TEXTE CITÉ -
☆ ☆ ☆ ☆ ☆

Il est devenu courant de blâmer la machine et de condamner la technicité d'une Humanité que seul semble animer le désir insatiable d'un “progrès” illusoire. Et pour cause, l’histoire a douloureusement prouvé à quel point la machine, asservissant l'Homme, pouvait s'avérer exterminatrice.
Si certaines paraissent “assiégées par des songes défigurés”, comme l'écrivait Malraux, il ne faut toutefois pas oublier que d'autres machines sont impulsées par “des songes admirables”. Les inventeurs que nous avons rencontrés dans l'atelier de Twende, à Arusha, invitent précisément à repenser notre rapport à la machine, ouvrant la voie d’une réconciliation possible. En swahili Twende signifie “allons-y !” et c’est bien de ça dont il s'agit ici, créer des machines susceptibles de (ré)activer un élan d’humanité. C’est la machine qui sera donc à l’honneur dans les pages qui suivent, et les images raconteront, sans doute mieux que les mots dont elles sont privées, leur histoire.

☆ ☆ ☆ ☆ ☆

Entrées du jeu de données
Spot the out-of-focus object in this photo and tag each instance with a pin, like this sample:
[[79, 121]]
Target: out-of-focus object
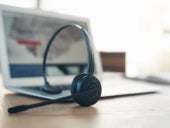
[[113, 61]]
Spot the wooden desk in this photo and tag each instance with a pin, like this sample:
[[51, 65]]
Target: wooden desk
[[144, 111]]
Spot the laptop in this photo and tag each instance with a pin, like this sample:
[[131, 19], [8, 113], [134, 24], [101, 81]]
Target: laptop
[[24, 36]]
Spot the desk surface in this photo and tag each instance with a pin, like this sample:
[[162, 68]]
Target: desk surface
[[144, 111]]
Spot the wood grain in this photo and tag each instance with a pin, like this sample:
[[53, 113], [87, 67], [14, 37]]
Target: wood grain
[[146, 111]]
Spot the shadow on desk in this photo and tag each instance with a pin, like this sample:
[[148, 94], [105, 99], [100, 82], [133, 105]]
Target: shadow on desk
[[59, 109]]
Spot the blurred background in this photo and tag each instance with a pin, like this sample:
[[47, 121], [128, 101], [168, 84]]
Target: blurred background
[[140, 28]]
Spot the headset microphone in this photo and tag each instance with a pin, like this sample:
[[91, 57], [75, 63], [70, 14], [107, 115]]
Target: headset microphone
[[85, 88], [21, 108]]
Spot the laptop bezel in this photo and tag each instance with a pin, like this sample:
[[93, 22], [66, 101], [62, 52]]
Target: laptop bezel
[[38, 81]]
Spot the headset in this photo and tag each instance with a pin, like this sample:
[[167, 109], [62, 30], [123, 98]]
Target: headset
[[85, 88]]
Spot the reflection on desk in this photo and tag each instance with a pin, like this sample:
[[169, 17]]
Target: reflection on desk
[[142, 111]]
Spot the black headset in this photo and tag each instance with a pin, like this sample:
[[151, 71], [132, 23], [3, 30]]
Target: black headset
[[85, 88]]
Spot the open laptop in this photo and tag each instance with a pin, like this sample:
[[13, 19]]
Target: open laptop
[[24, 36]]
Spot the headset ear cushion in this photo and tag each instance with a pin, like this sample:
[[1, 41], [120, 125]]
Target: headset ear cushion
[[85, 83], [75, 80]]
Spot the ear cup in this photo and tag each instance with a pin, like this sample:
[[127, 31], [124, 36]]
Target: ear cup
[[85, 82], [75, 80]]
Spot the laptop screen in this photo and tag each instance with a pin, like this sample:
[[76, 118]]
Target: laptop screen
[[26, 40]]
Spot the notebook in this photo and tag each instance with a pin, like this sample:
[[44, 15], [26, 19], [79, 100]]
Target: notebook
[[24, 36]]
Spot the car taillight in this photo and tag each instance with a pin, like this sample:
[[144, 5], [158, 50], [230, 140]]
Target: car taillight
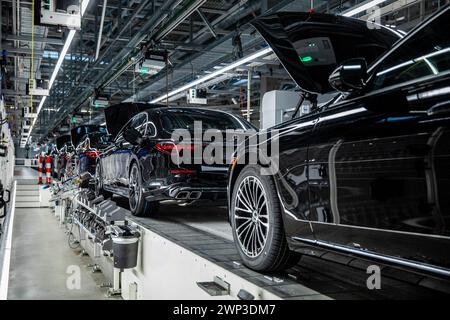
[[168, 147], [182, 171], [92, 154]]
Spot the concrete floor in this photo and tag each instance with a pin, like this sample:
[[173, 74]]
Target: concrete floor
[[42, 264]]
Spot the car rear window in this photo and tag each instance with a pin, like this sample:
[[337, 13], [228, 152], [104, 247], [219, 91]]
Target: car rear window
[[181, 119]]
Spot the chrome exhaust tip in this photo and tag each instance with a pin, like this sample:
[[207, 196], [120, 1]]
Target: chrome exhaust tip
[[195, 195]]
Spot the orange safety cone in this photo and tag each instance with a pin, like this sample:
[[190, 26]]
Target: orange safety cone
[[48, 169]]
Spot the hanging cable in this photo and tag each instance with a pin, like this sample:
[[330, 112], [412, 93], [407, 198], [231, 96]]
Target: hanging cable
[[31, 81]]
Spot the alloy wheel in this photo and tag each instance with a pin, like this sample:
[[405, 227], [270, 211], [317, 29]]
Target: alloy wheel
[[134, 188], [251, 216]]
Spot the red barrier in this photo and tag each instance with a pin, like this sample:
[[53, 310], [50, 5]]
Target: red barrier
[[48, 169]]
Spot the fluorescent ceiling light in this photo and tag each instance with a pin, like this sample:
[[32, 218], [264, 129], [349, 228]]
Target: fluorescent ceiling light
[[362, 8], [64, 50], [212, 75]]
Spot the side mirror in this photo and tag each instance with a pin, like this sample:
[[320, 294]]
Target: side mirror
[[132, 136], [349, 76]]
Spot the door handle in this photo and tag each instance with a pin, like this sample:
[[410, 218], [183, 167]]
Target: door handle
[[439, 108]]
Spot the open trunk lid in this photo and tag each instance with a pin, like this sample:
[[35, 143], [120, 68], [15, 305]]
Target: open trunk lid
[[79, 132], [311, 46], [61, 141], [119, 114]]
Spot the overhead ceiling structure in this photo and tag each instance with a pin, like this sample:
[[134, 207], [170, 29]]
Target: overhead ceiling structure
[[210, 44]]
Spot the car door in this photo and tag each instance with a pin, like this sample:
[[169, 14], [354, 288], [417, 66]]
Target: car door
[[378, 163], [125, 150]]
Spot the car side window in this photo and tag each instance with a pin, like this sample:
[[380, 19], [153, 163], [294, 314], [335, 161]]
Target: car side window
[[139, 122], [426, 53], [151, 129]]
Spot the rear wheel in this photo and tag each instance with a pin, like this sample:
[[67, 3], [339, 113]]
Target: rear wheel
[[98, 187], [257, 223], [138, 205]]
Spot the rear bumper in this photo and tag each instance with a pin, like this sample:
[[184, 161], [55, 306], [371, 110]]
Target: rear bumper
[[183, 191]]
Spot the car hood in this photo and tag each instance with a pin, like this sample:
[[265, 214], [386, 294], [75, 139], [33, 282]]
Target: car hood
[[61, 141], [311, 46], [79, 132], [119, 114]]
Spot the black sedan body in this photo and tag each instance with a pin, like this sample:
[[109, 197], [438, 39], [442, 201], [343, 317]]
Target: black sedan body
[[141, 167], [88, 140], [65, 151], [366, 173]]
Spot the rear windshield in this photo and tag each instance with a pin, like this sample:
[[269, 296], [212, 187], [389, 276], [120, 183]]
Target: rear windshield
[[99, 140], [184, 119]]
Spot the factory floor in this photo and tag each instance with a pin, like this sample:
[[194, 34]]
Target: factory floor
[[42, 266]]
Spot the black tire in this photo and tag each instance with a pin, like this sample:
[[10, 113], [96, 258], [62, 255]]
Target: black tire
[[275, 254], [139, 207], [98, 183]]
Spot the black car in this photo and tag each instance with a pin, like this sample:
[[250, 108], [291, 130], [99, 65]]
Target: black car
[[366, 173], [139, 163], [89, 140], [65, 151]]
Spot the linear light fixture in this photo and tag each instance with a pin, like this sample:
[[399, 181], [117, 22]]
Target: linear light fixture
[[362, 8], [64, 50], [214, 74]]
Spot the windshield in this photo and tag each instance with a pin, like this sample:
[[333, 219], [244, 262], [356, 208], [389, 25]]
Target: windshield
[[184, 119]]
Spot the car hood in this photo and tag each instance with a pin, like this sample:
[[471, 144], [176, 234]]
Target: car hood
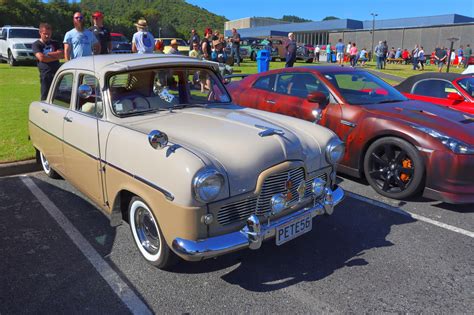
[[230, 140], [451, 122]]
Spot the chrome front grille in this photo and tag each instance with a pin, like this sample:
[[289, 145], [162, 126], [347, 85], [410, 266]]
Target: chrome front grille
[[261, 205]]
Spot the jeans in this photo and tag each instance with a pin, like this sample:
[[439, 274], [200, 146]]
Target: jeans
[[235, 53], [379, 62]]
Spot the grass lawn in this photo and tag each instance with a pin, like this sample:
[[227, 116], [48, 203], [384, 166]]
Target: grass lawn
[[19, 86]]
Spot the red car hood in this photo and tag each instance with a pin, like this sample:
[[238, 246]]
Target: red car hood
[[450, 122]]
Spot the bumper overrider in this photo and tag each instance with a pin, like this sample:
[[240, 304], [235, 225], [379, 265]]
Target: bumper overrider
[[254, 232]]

☆ ☆ ☆ ☆ ☆

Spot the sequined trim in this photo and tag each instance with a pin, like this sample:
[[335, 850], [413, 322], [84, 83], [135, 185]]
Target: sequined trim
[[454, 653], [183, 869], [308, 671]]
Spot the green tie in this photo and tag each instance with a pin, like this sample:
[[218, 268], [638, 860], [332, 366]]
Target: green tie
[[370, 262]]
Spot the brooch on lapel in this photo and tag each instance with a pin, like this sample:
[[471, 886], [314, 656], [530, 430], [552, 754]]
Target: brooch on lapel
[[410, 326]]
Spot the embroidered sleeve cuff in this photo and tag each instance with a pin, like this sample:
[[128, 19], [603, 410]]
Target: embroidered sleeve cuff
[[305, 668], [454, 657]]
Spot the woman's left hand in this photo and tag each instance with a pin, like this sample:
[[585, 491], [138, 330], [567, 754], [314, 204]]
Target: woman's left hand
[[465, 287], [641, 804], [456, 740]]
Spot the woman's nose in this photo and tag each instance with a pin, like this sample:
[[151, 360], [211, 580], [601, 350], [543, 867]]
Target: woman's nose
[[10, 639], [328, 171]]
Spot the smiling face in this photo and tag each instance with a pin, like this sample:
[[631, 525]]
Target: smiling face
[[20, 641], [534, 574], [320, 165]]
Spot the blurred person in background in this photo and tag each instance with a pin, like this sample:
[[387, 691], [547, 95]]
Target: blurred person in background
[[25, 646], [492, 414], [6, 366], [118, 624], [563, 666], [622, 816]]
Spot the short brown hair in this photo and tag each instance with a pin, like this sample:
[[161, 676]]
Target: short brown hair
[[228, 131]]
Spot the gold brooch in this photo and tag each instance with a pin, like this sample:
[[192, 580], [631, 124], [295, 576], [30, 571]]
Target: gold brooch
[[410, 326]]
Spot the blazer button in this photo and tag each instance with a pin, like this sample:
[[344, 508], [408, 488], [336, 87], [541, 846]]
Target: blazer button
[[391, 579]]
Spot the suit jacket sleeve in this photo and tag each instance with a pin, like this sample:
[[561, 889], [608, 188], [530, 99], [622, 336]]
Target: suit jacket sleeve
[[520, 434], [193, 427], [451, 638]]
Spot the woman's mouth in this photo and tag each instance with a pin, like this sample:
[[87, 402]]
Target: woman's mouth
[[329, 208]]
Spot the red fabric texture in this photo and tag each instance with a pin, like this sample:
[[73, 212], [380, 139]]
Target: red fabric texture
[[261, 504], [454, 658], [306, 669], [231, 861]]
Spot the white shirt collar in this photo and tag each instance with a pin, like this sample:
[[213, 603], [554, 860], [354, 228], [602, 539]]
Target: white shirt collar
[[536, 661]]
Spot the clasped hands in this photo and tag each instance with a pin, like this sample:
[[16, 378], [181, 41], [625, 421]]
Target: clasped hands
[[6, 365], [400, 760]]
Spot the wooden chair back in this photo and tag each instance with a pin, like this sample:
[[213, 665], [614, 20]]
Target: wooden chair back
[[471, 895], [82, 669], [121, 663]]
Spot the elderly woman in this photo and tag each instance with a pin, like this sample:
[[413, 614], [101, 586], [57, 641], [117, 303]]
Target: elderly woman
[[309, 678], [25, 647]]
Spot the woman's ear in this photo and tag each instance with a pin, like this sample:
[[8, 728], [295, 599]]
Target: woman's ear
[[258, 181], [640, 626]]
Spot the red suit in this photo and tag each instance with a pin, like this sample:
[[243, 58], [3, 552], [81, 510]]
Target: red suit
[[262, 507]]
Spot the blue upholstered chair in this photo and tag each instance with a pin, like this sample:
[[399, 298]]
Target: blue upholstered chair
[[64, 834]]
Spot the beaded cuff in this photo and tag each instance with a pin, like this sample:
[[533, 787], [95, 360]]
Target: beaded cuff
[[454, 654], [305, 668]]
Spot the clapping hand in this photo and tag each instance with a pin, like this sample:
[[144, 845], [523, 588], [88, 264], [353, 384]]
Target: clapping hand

☆ ☆ ☆ ☆ ☆

TÂCHE DEMANDÉE -
Répondez brièvement à ces questions sur le texte consacré à l'atelier Twende.
(a) Selon le texte, qu'a douloureusement prouvé l'histoire au sujet de la machine ?
(b) Dans quelle ville se trouve l'atelier Twende ?
(c) Que signifie Twende en swahili ?
Ces entrées n'interviennent pas dans ce travail.

RÉPONSE RÉDIGÉE -
(a) Elle a prouvé à quel point la machine, asservissant l'Homme, pouvait s'avérer exterminatrice.
(b) À Arusha.
(c) Twende signifie « allons-y ! ».